═══ Input data ═══

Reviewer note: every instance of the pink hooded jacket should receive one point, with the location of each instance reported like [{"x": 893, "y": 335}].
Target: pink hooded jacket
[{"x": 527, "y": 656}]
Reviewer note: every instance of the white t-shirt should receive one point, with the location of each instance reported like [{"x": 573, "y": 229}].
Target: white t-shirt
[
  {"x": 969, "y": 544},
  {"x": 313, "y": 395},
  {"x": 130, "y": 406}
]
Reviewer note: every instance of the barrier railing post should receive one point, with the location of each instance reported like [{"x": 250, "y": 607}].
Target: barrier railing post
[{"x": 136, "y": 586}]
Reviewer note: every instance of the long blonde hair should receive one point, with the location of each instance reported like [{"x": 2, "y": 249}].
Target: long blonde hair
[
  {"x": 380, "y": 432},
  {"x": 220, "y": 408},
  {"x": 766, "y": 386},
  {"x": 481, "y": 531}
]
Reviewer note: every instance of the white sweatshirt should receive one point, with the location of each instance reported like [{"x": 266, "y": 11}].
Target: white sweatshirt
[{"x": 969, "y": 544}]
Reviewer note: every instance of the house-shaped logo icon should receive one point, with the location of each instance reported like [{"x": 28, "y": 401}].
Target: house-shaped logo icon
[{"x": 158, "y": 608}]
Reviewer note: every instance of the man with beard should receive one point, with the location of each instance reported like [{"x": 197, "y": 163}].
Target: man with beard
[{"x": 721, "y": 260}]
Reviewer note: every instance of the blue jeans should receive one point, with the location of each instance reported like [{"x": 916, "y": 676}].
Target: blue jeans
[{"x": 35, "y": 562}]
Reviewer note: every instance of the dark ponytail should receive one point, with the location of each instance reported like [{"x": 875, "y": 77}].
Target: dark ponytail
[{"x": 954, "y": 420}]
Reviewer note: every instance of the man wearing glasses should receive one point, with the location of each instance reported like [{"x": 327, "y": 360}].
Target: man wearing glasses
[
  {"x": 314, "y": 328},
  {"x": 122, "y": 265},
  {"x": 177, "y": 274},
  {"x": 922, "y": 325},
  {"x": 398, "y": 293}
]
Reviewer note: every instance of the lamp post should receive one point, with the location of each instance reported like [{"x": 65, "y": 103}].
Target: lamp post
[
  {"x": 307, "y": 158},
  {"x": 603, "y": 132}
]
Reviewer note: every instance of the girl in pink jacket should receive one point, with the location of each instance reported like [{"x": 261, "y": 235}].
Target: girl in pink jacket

═══

Given the records above, reproduce precisely and only the lines between the line holding "Reviewer note: every instance of the barrier" and the line holding "Reviewer note: every instance of the long", inclusive.

Reviewer note: every instance of the barrier railing post should receive one point, with the location of each instance reported like [{"x": 250, "y": 607}].
Target: barrier railing post
[{"x": 136, "y": 586}]
Reviewer note: every instance of the long blonde hair should receive one point, with the location of each instance reported like [{"x": 2, "y": 249}].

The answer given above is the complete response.